Problème à résoudre
D'après l'extrait sur l'austérité en Grèce, quel département de l'Hôpital pour Enfants Aglaia Kyriakou, à Athènes, risque de disparaître ?

Extrait choisi
***

La Troïka à la Grèce: Même vos enfants y passeront!
5 août 2015
L’inhumanité de l’austérité est rendue clairement visible par la souffrance qu’elle inflige aux enfants. Ceci est particulièrement vrai en Grèce, où les enfants ont encaissé une large part des effets négatifs découlant de l’assaut de la troïka.
Au moment d’écrire ces lignes, à Athènes, l’Hôpital pour Enfants Aglaia Kyriakou risque de voir son département de radiothérapie pour enfants atteints du cancer disparaître à cause d’un manque de financement. Ses services de traitements sont uniques en Grèce.
Les enfants resteront marqués par les conséquences de l’austérité pour longtemps, et certains verront même leur vie affectée de façon permanente. C’est parce que vivre dans une famille dans laquelle des membres sont sans emploi ou perdent une bonne partie de leurs revenus se traduit par une moins bonne alimentation; des niveaux de stress plus élevés; de la difficulté à réussir à l’école; et ainsi de suite.
Nous ne devrions donc pas nous étonner que ces impacts ne soient pas mesurés et suivis de façon assidue. Les données les plus récentes datent souvent de 2012 ou 2013. Le contraste avec l’abondance de données financières et économiques publiées chaque jour fait comprendre les priorités de ceux qui sont au pouvoir.
Un rapport d’Unicef publié l’an passé et s’appuyant sur des données officielles présente une image sombre de la situation des enfants en Grèce et dans d’autres pays développés depuis 2008.
Étudiant 41 pays riches, le rapport mentionne que depuis 2008, 2.6 millions d’enfants de plus ont sombré dans la pauvreté que ceux qui en sont sortis (6.6 millions contre 4 millions), pour un total d’environ 76.5 millions dans les 41 pays. La conclusion : la « Grande Récession a particulièrement touché les plus faibles, sans doute de manière plus durable… Les progrès réalisés dans les domaines de l’éducation, de la santé et de la protection sociale ces 50 dernières années sont désormais menacés ».
Par ailleurs, le taux de chômage des jeunes (15-24 ans) est monté en flèche. Depuis 2008, le nombre de jeunes ne travaillant pas et ne suivant ni études ni formation (NEET, en anglais : not in education, employment or training) en Europe a augmenté d’un million, pour un total de 7.5 millions. Nous assistons à une véritable « épidémie de chômage des jeunes », une « pathologie de l’austérité ».

***

Données extraites
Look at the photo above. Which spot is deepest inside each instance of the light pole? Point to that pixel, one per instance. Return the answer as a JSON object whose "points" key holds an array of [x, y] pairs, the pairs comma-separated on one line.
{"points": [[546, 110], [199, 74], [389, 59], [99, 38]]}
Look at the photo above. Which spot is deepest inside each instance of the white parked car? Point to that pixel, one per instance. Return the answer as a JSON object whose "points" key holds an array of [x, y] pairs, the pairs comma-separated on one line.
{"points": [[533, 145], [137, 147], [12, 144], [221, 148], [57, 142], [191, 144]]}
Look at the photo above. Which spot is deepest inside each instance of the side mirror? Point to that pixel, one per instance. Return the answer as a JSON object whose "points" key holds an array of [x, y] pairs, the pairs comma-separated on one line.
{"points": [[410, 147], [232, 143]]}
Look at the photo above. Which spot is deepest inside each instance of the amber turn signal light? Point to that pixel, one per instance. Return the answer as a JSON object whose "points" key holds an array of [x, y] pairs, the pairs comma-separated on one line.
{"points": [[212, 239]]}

***

Réponse
Le département de radiothérapie pour enfants atteints du cancer.